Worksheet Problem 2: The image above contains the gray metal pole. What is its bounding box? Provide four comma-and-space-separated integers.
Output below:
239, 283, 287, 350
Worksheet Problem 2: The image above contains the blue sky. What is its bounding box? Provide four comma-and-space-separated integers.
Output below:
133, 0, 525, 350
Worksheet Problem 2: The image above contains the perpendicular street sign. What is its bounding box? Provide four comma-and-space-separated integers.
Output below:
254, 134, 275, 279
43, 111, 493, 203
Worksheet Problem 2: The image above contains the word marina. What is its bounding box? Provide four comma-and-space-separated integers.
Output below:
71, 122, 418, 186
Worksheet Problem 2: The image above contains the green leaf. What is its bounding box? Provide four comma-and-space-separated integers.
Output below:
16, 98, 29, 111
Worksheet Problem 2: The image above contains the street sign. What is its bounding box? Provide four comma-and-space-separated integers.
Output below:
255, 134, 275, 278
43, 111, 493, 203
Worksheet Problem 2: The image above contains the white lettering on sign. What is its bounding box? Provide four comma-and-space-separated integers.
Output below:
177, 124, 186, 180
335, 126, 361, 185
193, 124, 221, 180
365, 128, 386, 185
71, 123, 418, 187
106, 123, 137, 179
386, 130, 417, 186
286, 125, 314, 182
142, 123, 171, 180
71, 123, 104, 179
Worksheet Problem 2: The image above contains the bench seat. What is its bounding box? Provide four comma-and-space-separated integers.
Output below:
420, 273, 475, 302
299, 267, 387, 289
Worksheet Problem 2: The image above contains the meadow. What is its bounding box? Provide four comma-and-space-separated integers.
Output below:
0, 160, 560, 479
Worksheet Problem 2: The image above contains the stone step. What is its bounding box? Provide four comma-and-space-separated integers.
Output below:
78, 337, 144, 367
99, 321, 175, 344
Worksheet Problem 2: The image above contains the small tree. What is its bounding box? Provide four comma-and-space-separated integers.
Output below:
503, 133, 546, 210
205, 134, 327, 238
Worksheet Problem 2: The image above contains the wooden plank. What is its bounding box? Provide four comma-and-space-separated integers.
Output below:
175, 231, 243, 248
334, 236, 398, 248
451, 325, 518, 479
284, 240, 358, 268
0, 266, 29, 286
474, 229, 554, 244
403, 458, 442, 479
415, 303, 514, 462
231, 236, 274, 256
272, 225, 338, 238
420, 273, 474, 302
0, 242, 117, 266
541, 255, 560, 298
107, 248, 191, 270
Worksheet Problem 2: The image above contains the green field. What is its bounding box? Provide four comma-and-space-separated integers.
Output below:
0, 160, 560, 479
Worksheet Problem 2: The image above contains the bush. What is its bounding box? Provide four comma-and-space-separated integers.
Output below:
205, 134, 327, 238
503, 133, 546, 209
■ ■ ■ ■
TASK BRIEF:
Select each line in the items above that includes the word "street", and copy those lines.

CORRECT RESULT:
Worksheet Problem 2: The image above contains the perpendicular street sign. What is its bounding box? Provide four comma-and-space-separated integers.
Worksheet Problem 2: The image above contains the street sign. What is its bounding box? Provide four comma-and-space-separated integers.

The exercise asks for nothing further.